**Given exercise:** Any pictures in the records below should be skipped; write out everything else exactly.

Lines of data
────────────────────────────────────────
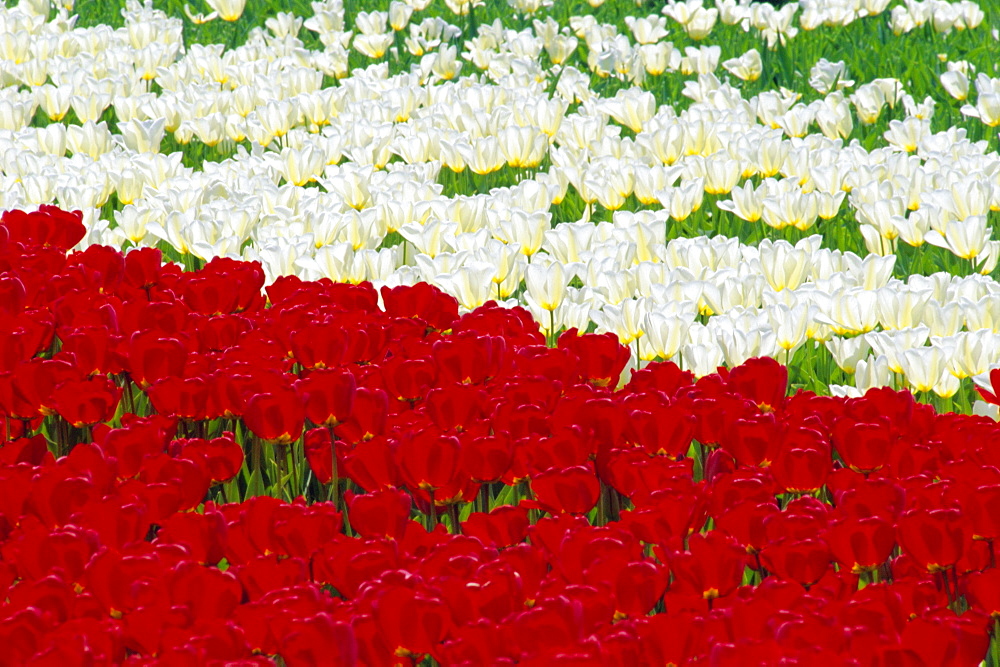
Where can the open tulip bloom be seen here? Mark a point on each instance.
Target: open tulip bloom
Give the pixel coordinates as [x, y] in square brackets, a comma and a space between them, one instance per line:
[489, 333]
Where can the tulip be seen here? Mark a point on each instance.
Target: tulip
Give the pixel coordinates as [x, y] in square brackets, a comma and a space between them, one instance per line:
[228, 10]
[934, 539]
[711, 568]
[276, 416]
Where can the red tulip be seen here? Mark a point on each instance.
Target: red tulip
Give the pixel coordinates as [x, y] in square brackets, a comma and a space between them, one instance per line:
[667, 430]
[712, 567]
[277, 416]
[413, 623]
[803, 462]
[935, 539]
[992, 397]
[48, 226]
[87, 402]
[422, 301]
[863, 446]
[573, 490]
[328, 396]
[504, 526]
[982, 590]
[861, 544]
[487, 458]
[181, 398]
[382, 513]
[428, 460]
[638, 587]
[153, 357]
[763, 380]
[802, 561]
[600, 358]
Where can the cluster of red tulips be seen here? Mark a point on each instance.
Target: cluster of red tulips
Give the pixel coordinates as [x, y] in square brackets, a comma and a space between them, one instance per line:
[193, 473]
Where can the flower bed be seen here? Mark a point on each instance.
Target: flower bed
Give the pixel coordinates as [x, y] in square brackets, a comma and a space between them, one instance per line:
[171, 491]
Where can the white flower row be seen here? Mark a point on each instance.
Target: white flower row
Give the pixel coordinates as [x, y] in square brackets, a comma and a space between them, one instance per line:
[376, 147]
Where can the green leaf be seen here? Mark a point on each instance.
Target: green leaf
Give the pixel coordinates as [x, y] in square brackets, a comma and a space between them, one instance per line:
[255, 487]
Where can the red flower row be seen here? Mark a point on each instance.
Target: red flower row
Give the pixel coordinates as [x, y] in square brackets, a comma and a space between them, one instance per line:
[669, 521]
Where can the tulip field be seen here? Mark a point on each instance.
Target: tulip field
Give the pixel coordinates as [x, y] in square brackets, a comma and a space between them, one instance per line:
[494, 332]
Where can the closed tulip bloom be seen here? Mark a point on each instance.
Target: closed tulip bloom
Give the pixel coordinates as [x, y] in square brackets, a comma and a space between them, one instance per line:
[665, 334]
[868, 101]
[924, 367]
[974, 353]
[852, 311]
[546, 284]
[228, 10]
[659, 58]
[935, 539]
[683, 200]
[647, 30]
[964, 238]
[701, 23]
[399, 15]
[523, 147]
[746, 203]
[872, 372]
[747, 67]
[783, 265]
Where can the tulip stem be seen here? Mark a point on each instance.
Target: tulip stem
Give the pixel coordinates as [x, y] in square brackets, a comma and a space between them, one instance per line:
[484, 498]
[334, 478]
[127, 394]
[280, 460]
[432, 517]
[995, 643]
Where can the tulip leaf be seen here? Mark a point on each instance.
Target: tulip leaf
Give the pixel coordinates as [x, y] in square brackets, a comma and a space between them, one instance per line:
[255, 487]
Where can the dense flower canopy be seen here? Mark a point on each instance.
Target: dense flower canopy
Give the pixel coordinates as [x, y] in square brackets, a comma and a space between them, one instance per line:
[466, 332]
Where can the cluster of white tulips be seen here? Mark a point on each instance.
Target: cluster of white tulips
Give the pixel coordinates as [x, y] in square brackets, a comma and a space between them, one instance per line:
[344, 181]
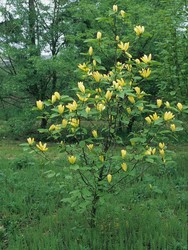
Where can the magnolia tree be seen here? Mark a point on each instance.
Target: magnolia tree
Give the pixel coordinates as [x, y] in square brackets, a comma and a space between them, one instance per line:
[90, 128]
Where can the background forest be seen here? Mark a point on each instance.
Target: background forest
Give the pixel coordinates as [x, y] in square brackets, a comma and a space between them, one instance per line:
[51, 200]
[42, 44]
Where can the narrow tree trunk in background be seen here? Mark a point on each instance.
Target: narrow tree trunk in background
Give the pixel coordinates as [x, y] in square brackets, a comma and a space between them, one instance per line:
[32, 21]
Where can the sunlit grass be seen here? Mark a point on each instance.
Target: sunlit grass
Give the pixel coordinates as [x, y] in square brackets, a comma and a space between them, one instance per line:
[135, 217]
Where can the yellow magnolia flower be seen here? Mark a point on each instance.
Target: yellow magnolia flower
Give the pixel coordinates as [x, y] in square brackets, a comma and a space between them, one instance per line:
[74, 122]
[87, 109]
[97, 76]
[148, 120]
[137, 89]
[173, 127]
[101, 158]
[72, 159]
[154, 117]
[30, 140]
[122, 13]
[159, 103]
[124, 166]
[109, 178]
[54, 99]
[42, 147]
[145, 72]
[167, 104]
[161, 145]
[61, 108]
[81, 87]
[123, 153]
[139, 30]
[179, 106]
[108, 95]
[115, 8]
[140, 108]
[90, 146]
[99, 35]
[162, 152]
[146, 59]
[52, 127]
[131, 99]
[100, 107]
[137, 61]
[94, 133]
[150, 151]
[168, 116]
[64, 123]
[83, 67]
[121, 82]
[58, 96]
[123, 46]
[72, 106]
[128, 67]
[90, 51]
[40, 104]
[83, 99]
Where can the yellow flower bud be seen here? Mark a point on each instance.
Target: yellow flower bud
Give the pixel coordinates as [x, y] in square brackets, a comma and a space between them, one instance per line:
[72, 159]
[40, 104]
[64, 123]
[90, 51]
[109, 178]
[179, 106]
[30, 140]
[94, 63]
[128, 110]
[100, 107]
[146, 59]
[168, 116]
[42, 147]
[131, 99]
[94, 133]
[108, 95]
[115, 8]
[145, 72]
[81, 87]
[61, 108]
[162, 152]
[57, 95]
[54, 99]
[161, 145]
[87, 109]
[154, 117]
[139, 30]
[123, 153]
[148, 119]
[173, 127]
[99, 35]
[167, 104]
[159, 103]
[124, 166]
[122, 13]
[123, 46]
[52, 127]
[101, 158]
[90, 146]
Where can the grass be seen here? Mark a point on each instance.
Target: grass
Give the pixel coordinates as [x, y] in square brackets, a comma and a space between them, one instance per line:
[147, 214]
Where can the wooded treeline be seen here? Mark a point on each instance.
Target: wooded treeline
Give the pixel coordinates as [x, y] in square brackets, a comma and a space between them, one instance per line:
────────────────────────────────────────
**Output below:**
Where can the open tulip bloom be seen here? Mark a point on each instance.
Target: open tulip bloom
Give the pixel coordinates as [x, y] in square brackets, a comma and a space between them, one instance per line:
[489, 333]
Where can the tulip be seen here? Mark a point on each instance.
Target: tulip
Give the pixel coordinates as [x, y] in square brackets, a comma and a space between them, one instance per line:
[228, 10]
[934, 539]
[711, 568]
[276, 416]
Where can the red tulip be seen here? Mark a point on each instance.
Target: red tulip
Give the pixel coordinates as [x, y] in square brackets, a comma and a space between them, one instance per line:
[667, 430]
[712, 567]
[277, 416]
[413, 623]
[803, 462]
[935, 539]
[992, 397]
[48, 226]
[87, 402]
[422, 301]
[863, 446]
[573, 490]
[328, 396]
[504, 526]
[982, 590]
[861, 544]
[487, 458]
[181, 398]
[382, 513]
[428, 460]
[638, 587]
[153, 357]
[763, 380]
[802, 561]
[600, 358]
Where can the cluster of red tulips be seen here? Mark a point on each instance.
Target: cluster of red tulips
Give the pixel coordinates as [x, y] in square brackets, a comma and a space between them, one instance per line:
[193, 473]
Where can the flower bed be seen here? Mark a point on each instance.
Target: flower bed
Give the pixel coordinates as [x, y] in square brackets, a comma and a space between them, one instance per line:
[171, 491]
Where can the white flower row be seen here? Mark a point on each instance.
Target: white flower row
Give the pixel coordinates as [x, y] in square brackets, a comma and a space between them, one instance per line:
[376, 147]
Where can the green leaf be seen here? Mark a point on each instance.
Target: green leaf
Give the pixel coordinates as [x, y] in square brackets, a comma and a space between them, one instance per line:
[255, 487]
Where can the red flower row be seen here? Mark a point on each instance.
Target: red flower row
Give the pixel coordinates as [x, y] in square brackets, a comma and a space between them, one instance per line:
[669, 521]
Where can the tulip field be seen here? Mark a point on each instance.
Target: tulip field
Give the pixel coordinates as [x, y] in square brackets, a comma and a space between them, one instance per line:
[494, 332]
Where can the closed tulip bloom be seen here? Mark a point on each instance.
Target: closed tulip bloom
Give the pixel coordinates as [x, y] in square brackets, a comma and a space between them, one instance per line:
[665, 334]
[868, 101]
[924, 367]
[974, 353]
[852, 311]
[546, 284]
[228, 10]
[659, 58]
[935, 539]
[683, 200]
[647, 30]
[964, 238]
[701, 23]
[399, 15]
[523, 147]
[746, 203]
[872, 372]
[747, 67]
[783, 265]
Where can the tulip stem be seen here? Mark a point on each instance.
Target: tulip stem
Give the pixel coordinates as [x, y] in square brackets, a comma and a space between them, one instance per line:
[484, 498]
[334, 478]
[127, 394]
[280, 460]
[432, 517]
[995, 643]
Where can the tulip leaf be seen here? Mark a point on each instance.
Target: tulip leaf
Give the pixel coordinates as [x, y] in square brackets, a comma and a space between them, one instance per line:
[255, 487]
Where can the dense flower canopy be seen here? Mark a point on each instance.
Target: dense flower canopy
Give the pixel coordinates as [x, y] in square brackets, a comma and a space between them, one instance per line:
[466, 332]
Where can the cluster of white tulips be seen here? Mark a point on each instance.
Target: cluster of white tulips
Give the pixel coordinates as [x, y] in square brackets, a comma and a space between them, one instance per line:
[344, 181]
Where can the magnolia tree be seen here? Mark a point on each instance.
Target: magnolia tree
Give the pixel coordinates as [x, y] in square brackets, a comma and a space between them, one instance per line:
[90, 128]
Where can the background forest be seen here? Mark a point on each instance.
Target: background forest
Give the pixel coordinates as [x, y] in square brackets, a comma and a space between them, one instance per line:
[51, 200]
[42, 44]
Where can the narrow tree trunk in background be seen here? Mark a point on each instance.
Target: narrow tree trunk in background
Give the pixel coordinates as [x, y] in square brackets, a comma and a space between them, one instance per line:
[32, 21]
Where can the sunlit grass be seen here? Mark a point on each instance.
Target: sunlit grass
Give the pixel coordinates as [x, y] in square brackets, a comma and a space between them, one instance per line:
[135, 217]
Where can the yellow magnolia flower be seen here? Mark a point on each instance.
Target: yellow magnolia flower
Give the pixel coordinates as [x, y] in square brackets, a comma and a space between them, one instance per line:
[74, 122]
[87, 109]
[97, 76]
[148, 120]
[137, 89]
[173, 127]
[101, 158]
[72, 159]
[154, 117]
[30, 140]
[122, 13]
[159, 103]
[124, 166]
[109, 178]
[54, 99]
[42, 147]
[145, 72]
[167, 104]
[161, 145]
[61, 108]
[81, 87]
[123, 153]
[139, 30]
[179, 106]
[108, 95]
[115, 8]
[140, 108]
[90, 146]
[99, 35]
[162, 152]
[146, 59]
[52, 127]
[131, 99]
[100, 107]
[137, 61]
[94, 133]
[150, 151]
[168, 116]
[64, 123]
[83, 67]
[121, 82]
[58, 96]
[123, 46]
[72, 106]
[128, 67]
[90, 51]
[40, 104]
[83, 99]
Where can the yellow flower bud be seen here? Mark a point on each instance.
Target: yellow flower bud
Give the pixel coordinates as [x, y] in square brackets, a comma and a space between them, one instance per line:
[72, 159]
[40, 104]
[64, 123]
[90, 51]
[109, 178]
[179, 106]
[30, 140]
[94, 63]
[128, 110]
[100, 107]
[146, 59]
[168, 116]
[42, 147]
[131, 99]
[94, 133]
[108, 95]
[115, 8]
[145, 72]
[81, 87]
[61, 108]
[162, 152]
[57, 95]
[54, 99]
[161, 145]
[87, 109]
[154, 117]
[139, 30]
[123, 153]
[148, 119]
[173, 127]
[99, 35]
[167, 104]
[159, 103]
[124, 166]
[122, 13]
[123, 46]
[52, 127]
[101, 158]
[90, 146]
Where can the grass be seen here? Mark a point on each instance.
Target: grass
Give the pixel coordinates as [x, y] in square brackets, a comma and a space between them, one instance per line:
[147, 214]
Where can the wooded treeline be seen here? Mark a point on each instance.
Target: wooded treeline
Give the pixel coordinates as [x, y] in square brackets, a comma and a space between them, one instance per line:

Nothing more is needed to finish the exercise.